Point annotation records

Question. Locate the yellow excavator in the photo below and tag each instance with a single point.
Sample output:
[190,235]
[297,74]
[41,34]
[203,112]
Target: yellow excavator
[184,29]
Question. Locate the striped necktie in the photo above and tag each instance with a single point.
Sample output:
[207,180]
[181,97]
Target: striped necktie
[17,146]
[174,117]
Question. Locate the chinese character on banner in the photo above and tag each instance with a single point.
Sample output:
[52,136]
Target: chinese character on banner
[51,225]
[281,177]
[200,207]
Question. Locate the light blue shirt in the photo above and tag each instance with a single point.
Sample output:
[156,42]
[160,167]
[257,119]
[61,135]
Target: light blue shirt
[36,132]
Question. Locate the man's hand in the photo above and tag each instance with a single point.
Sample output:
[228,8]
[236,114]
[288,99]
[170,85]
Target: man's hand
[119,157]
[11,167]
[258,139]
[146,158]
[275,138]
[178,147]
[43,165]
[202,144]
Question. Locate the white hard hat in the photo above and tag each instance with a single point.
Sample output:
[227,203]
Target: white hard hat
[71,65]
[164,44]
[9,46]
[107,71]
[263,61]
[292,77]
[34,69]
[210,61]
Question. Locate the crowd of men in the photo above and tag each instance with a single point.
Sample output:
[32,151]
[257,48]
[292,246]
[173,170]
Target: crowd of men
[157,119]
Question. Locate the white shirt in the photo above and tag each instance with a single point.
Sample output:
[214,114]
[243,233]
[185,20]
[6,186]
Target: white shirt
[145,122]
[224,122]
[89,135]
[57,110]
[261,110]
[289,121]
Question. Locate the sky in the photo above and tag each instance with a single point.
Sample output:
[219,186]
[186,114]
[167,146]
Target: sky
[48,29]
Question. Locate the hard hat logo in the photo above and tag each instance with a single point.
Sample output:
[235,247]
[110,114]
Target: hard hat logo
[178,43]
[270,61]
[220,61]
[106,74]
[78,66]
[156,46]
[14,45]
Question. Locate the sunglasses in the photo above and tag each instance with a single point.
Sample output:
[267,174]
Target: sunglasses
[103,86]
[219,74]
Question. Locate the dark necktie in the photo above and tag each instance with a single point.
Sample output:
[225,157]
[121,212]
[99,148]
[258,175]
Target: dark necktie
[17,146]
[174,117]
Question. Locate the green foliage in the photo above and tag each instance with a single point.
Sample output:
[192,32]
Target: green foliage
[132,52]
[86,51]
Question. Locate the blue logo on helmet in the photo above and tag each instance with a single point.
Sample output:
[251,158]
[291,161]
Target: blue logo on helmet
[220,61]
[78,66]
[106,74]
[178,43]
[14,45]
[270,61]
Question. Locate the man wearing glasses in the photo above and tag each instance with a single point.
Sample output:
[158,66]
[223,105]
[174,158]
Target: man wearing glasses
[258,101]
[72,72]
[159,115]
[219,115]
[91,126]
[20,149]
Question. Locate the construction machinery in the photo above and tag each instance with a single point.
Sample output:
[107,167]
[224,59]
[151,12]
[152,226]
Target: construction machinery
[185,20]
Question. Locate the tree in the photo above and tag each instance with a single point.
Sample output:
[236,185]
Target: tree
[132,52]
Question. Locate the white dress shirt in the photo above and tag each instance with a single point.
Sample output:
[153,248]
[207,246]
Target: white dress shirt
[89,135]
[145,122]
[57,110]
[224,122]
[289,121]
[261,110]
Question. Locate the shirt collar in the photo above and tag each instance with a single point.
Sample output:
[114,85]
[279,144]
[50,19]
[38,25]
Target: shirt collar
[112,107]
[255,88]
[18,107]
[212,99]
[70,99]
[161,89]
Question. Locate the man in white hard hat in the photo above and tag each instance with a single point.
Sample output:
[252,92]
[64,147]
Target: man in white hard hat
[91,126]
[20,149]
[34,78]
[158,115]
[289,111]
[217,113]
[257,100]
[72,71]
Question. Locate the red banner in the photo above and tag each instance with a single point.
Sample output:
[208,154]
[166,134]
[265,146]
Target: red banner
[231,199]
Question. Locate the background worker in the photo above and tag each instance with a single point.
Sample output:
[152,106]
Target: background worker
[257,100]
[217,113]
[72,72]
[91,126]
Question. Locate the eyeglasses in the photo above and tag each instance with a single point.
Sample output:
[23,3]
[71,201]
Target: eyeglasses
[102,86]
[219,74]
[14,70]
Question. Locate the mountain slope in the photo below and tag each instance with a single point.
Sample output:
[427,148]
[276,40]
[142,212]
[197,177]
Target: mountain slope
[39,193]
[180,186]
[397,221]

# What you are asked to do
Return the material exactly as it stands.

# Output of the task
Question. Locate the yellow excavator in the photo below and tag each instance with a single point.
Sample output:
[190,235]
[297,74]
[41,34]
[203,112]
Target: yellow excavator
[184,29]
Question. Locate the striped necktie in the photo above and tag each instance with a single point.
Sample output:
[207,180]
[181,97]
Target: striped necktie
[17,146]
[174,117]
Question. Locate the chinese character on banner in the photo above and tag each instance with a single point.
Sample output:
[52,136]
Target: chinese character on banner
[51,225]
[281,177]
[200,207]
Question. Locate the light blue shirt in the photo above and tag each instance with a single point.
Sample output:
[156,42]
[160,167]
[257,119]
[61,135]
Target: light blue shirt
[36,132]
Question. Locate the man's hand in the photo above and tag each instance with a single point.
Sample output:
[228,8]
[236,114]
[288,99]
[170,85]
Target: man's hand
[119,157]
[11,167]
[258,139]
[146,158]
[275,138]
[178,147]
[43,165]
[202,144]
Question. Locate the white hard hat in the photo above and tag each instance with a single point.
Sample output:
[227,203]
Target: white hard hat
[71,65]
[164,44]
[9,46]
[107,71]
[263,61]
[292,77]
[34,69]
[210,61]
Question. Locate the crowd of men in the photo above and tag each instance with a single point.
Sample output:
[32,151]
[257,48]
[292,246]
[173,170]
Target: crowd of men
[157,119]
Question. Locate the white shirt in the photo above and tag each instance with a single point.
Sample output:
[214,114]
[243,233]
[185,20]
[6,186]
Target: white shirt
[145,122]
[224,122]
[89,135]
[57,110]
[261,110]
[289,121]
Question. Locate the sky in the photo above and tag each instance with a single point.
Sample output:
[219,186]
[186,114]
[167,146]
Target: sky
[48,29]
Question. Locate the hard hat logo in the photo above and tag each instance with a single point.
Sample output:
[235,247]
[110,114]
Target: hard hat logo
[178,43]
[270,61]
[220,61]
[106,74]
[78,66]
[156,46]
[14,45]
Question. Locate the sunglasses in the photo above and tag each instance with a single point.
Sample output:
[267,174]
Target: sunglasses
[103,86]
[219,74]
Question. Locate the dark necktie in the photo above and tag each instance with a single point.
Sample output:
[225,157]
[121,212]
[99,148]
[258,175]
Target: dark necktie
[17,146]
[174,117]
Question. Locate the green foliage in the photo above and tag each instance with a single point.
Sample output:
[192,32]
Target: green foliage
[132,52]
[86,51]
Question. Locate the blue logo on helmet in the photo above and tag each instance with a single point.
Sample output:
[251,158]
[291,161]
Target: blue logo on helmet
[220,61]
[78,66]
[106,74]
[178,43]
[14,45]
[270,61]
Question. Locate the man wearing glasses in the photo above and tag each instance with a single point.
Sample output:
[158,66]
[223,105]
[174,158]
Target: man wearing glasses
[258,101]
[72,72]
[159,115]
[219,115]
[91,126]
[20,149]
Question. Locate the construction machinery in the photo above and tag each instance with a single point.
Sample output:
[107,167]
[224,59]
[151,12]
[152,226]
Target: construction machinery
[185,20]
Question. Locate the tree in the photo above and tag each instance with a single point.
Sample output:
[236,185]
Target: tree
[132,52]
Question. Locate the white dress shirt in the photo above and tag each instance with a single point.
Sample output:
[153,248]
[207,246]
Target: white dress shirt
[89,135]
[145,122]
[57,110]
[224,122]
[289,121]
[261,110]
Question. Locate the shirt collar in the photo above and tag each instance with a single point.
Sample output:
[114,85]
[279,144]
[50,19]
[38,25]
Target: shirt collar
[112,107]
[255,88]
[18,107]
[212,99]
[70,99]
[161,89]
Question. Locate the man in white hard hat in the photo above and tag each instance with a single point.
Sample output:
[252,92]
[64,147]
Target: man in white hard hat
[91,126]
[20,149]
[34,78]
[158,115]
[289,111]
[217,113]
[257,100]
[72,71]
Question. Locate the red banner in the photo above and tag each instance with a single point.
Sample output:
[208,154]
[166,134]
[265,146]
Target: red banner
[231,199]
Question. Locate the background worker in the photo above and tag each instance with a single point.
Sample output:
[152,106]
Target: background worker
[257,100]
[217,113]
[72,72]
[91,126]
Question. Locate the eyeglasses in the photo above and tag each instance with a single point.
Sample output:
[23,3]
[71,201]
Target: eyeglasses
[102,86]
[219,74]
[14,70]
Question. Locate the mountain slope in the photo below and tag each instance with a single point.
Sample output:
[427,148]
[276,40]
[142,212]
[197,177]
Target: mountain slope
[39,193]
[180,186]
[397,221]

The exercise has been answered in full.